[INPUT RECORDS]
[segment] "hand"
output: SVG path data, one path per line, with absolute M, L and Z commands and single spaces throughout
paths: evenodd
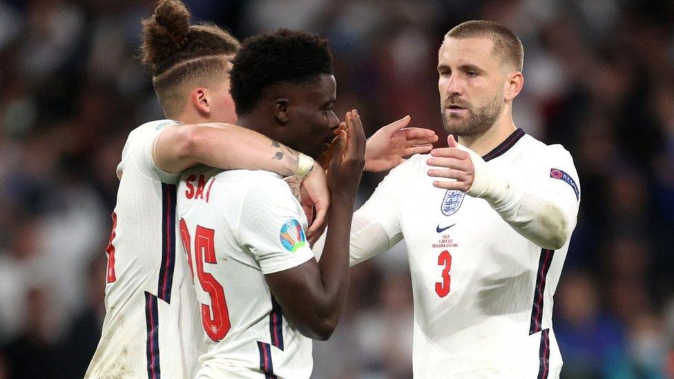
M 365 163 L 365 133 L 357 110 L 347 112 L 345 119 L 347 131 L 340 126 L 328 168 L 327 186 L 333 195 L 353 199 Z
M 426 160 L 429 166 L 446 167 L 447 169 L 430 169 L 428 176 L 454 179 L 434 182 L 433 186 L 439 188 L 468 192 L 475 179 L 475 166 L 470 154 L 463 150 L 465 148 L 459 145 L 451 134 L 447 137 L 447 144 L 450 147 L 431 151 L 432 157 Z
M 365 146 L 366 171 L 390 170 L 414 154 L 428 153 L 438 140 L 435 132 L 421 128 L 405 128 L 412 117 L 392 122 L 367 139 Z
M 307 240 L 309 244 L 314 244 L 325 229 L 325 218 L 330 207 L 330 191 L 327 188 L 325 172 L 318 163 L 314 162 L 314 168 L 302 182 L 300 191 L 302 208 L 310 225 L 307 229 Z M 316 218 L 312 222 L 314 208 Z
==
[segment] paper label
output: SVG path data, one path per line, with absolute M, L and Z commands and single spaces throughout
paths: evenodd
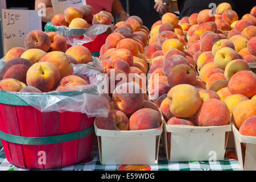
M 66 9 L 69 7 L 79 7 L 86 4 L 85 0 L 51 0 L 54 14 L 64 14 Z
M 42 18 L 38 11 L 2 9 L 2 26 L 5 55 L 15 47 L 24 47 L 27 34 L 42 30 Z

[REQUIREMENT]
Lay out the stretch from the line containing "[segment] paper label" through the line containing "M 42 18 L 38" as a Markdown table with the columns Row and Line, leaving out blank lines and the pictures.

[WRITTEN RESPONSE]
| Row | Line |
|---|---|
| 1 | [segment] paper label |
| 2 | output: SVG path data, one path per line, with absolute M, L and Z commands and single spaces throughout |
| 3 | paths: evenodd |
| 4 | M 66 9 L 69 7 L 79 7 L 86 4 L 85 0 L 51 0 L 54 14 L 64 14 Z |
| 5 | M 42 18 L 38 11 L 2 9 L 2 26 L 5 55 L 15 47 L 24 47 L 27 34 L 42 30 Z |